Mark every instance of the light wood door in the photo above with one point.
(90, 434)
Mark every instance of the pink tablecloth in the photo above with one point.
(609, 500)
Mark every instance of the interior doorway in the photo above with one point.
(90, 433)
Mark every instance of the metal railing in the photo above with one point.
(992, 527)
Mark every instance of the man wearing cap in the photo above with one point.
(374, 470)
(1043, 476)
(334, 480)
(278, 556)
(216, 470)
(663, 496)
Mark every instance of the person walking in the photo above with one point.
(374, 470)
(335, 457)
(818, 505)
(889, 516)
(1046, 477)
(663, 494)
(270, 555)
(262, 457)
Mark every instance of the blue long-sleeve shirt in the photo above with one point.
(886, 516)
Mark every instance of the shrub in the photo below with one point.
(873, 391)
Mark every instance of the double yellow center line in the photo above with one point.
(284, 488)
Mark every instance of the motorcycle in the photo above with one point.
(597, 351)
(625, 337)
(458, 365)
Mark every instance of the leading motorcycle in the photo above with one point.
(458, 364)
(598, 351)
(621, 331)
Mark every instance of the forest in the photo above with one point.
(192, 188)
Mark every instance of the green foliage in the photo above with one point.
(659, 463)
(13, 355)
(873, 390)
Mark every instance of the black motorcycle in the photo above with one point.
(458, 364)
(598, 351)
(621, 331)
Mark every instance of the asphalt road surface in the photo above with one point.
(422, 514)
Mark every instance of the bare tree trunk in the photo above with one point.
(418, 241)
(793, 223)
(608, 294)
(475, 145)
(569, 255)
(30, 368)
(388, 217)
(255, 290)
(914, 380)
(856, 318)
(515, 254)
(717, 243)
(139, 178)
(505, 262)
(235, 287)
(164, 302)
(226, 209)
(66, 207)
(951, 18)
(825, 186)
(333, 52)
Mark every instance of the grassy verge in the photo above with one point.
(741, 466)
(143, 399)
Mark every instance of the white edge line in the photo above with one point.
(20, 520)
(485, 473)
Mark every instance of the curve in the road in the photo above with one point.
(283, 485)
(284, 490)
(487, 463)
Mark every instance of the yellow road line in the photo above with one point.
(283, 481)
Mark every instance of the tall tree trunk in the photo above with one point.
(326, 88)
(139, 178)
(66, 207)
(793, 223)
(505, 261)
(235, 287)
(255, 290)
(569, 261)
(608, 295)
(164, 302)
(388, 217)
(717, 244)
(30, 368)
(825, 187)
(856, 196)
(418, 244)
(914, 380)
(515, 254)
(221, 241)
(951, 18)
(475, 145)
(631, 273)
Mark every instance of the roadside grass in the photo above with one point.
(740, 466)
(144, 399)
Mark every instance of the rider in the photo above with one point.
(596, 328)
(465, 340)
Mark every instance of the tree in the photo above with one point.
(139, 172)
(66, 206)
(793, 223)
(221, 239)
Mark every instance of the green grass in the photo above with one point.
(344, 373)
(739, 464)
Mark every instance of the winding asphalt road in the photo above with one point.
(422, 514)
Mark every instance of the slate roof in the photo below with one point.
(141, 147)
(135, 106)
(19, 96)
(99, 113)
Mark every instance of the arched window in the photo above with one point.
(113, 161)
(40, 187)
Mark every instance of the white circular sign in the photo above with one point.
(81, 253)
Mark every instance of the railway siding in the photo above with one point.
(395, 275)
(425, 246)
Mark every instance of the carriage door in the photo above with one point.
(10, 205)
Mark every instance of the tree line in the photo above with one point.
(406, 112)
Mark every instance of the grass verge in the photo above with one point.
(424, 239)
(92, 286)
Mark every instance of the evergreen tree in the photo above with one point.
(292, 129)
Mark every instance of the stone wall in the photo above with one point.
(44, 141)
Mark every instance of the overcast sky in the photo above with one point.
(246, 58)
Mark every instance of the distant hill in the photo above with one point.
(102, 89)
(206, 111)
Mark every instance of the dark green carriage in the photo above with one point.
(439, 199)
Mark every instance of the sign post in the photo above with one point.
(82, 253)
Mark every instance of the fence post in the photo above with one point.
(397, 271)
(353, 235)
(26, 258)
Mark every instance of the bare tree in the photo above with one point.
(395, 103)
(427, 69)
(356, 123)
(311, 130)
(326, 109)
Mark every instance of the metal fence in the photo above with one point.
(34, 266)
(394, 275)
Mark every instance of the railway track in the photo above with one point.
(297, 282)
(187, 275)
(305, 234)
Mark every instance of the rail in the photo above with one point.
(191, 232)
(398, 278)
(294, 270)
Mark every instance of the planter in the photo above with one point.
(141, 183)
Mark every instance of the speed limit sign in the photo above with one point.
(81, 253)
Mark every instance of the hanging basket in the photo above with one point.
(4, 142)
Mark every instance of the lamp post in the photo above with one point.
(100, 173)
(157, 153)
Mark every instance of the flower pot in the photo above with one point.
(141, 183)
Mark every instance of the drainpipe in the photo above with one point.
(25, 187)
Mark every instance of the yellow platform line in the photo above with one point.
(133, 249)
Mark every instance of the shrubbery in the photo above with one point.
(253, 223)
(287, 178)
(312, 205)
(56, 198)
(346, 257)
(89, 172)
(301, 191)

______________________________

◆ Task objective
Copy down the whole of the data above, matching it exactly.

◆ The answer
Mark every instance of the light wood door in the photo above with one point.
(90, 434)
Mark every instance of the pink tablecloth in the photo above with one point.
(609, 500)
Mark every instance of the interior doorway in the photo above with one point.
(90, 433)
Mark every instance of the metal railing in the photo above with one point.
(992, 527)
Mark every instance of the man wearing cap in the photo above with one point.
(374, 470)
(1043, 476)
(334, 480)
(278, 556)
(216, 470)
(663, 496)
Mark every instance of the person walking in the photo above with one point.
(374, 470)
(335, 457)
(818, 505)
(889, 516)
(1046, 477)
(663, 494)
(270, 555)
(262, 457)
Mark every instance of the blue long-sleeve shirt in the photo above with one point.
(886, 516)
Mark every instance of the shrub in the photo below with one point.
(873, 391)
Mark every instance of the double yellow center line in the photo above with one point.
(284, 488)
Mark every instance of the motorcycle in the photo above with one point.
(597, 351)
(625, 337)
(458, 365)
Mark every instance of the leading motorcycle in the photo above with one point.
(458, 364)
(598, 351)
(621, 331)
Mark every instance of the forest in the photo above with one point.
(192, 188)
Mark every instance of the green foliage in the photo above with one point.
(659, 463)
(13, 355)
(873, 390)
Mark every instance of the black motorcycle in the photo above with one point.
(458, 364)
(598, 351)
(621, 331)
Mark every instance of the asphalt road surface in the photo above with one point.
(422, 514)
Mark every instance of the bare tree trunk in the photo above with one point.
(418, 241)
(793, 223)
(608, 294)
(475, 145)
(569, 255)
(30, 368)
(388, 217)
(255, 290)
(914, 380)
(856, 318)
(515, 254)
(717, 243)
(139, 178)
(505, 262)
(235, 287)
(164, 302)
(226, 209)
(66, 207)
(951, 18)
(825, 186)
(333, 52)
Mark every instance of the grassy verge in the photo above with one point.
(741, 466)
(143, 399)
Mark every instance of the white edge line in the photo above with one point.
(20, 520)
(485, 473)
Mark every instance of the curve in the road in the photo above with one point.
(283, 485)
(284, 490)
(487, 463)
Mark every instance of the yellow road line in the photo above with one point.
(283, 481)
Mark every instance of the tall tree trunk in the photo above with one point.
(326, 88)
(139, 178)
(66, 207)
(793, 223)
(505, 261)
(235, 287)
(255, 290)
(569, 261)
(608, 295)
(164, 302)
(388, 217)
(717, 244)
(30, 368)
(825, 187)
(856, 196)
(418, 244)
(914, 380)
(515, 254)
(221, 241)
(951, 18)
(475, 145)
(631, 273)
Mark every instance of the roadside grass in the photo above with one point.
(740, 466)
(144, 399)
Mark every instance of the rider in the photo above with one point.
(596, 328)
(465, 340)
Mark every instance of the tree in the photo above with one point.
(139, 172)
(66, 206)
(793, 223)
(221, 239)
Mark every instance of the green grass in the photo above with one point.
(344, 373)
(739, 464)
Mark every instance of the winding asphalt road in the photo above with one point.
(422, 514)
Mark every instance of the slate roof in the photo below with one point.
(141, 147)
(135, 106)
(19, 96)
(99, 113)
Mark every instance of the arched window in the photo above with one point.
(113, 161)
(40, 187)
Mark every instance of the white circular sign in the photo above with one point.
(81, 253)
Mark every instance of the railway siding in the photo above with one point.
(395, 275)
(425, 246)
Mark every instance of the carriage door in the photo above with one point.
(10, 205)
Mark every instance of the tree line in the photo above with one point.
(406, 112)
Mark every instance of the grass verge in the photo above with one point.
(424, 239)
(92, 286)
Mark every instance of the evergreen tree in the photo above with one point.
(292, 129)
Mark every instance of the stone wall in the photo above with one point.
(44, 141)
Mark every instance of the overcast sky in the photo above with one point.
(246, 58)
Mark every instance of the distant hill in the photo above with one point.
(102, 89)
(206, 111)
Mark every instance of the dark green carriage in the photo above with one point.
(439, 199)
Mark every instance of the sign post in the photo above with one point.
(82, 253)
Mark every instance of the fence post in the photo above with one point.
(397, 271)
(353, 235)
(26, 258)
Mark every instance of the bare tree in the photo above with one point.
(395, 103)
(427, 69)
(356, 123)
(311, 130)
(326, 109)
Mark every instance of the metal fence in the photo above with one point.
(34, 266)
(394, 275)
Mark every instance of the railway track in the photo above with one point.
(297, 282)
(187, 275)
(305, 234)
Mark every instance of the rail in the photo above with one point.
(191, 232)
(398, 278)
(294, 270)
Mark every instance of the planter in the photo above with one point.
(141, 183)
Mark every instance of the speed limit sign in the photo above with one point.
(81, 253)
Mark every instance of the hanging basket in the photo above with one point.
(4, 142)
Mark every instance of the lamp post in the photo above with one point.
(100, 173)
(157, 153)
Mark every instance of the flower pot in the photo above with one point.
(141, 183)
Mark every instance of the drainpipe in the photo above with one point.
(25, 187)
Mark every instance of the yellow platform line in the photo above with one point.
(133, 249)
Mark every instance of the shrubbery in the photo above with one point.
(253, 223)
(287, 178)
(312, 205)
(56, 198)
(346, 257)
(89, 172)
(301, 191)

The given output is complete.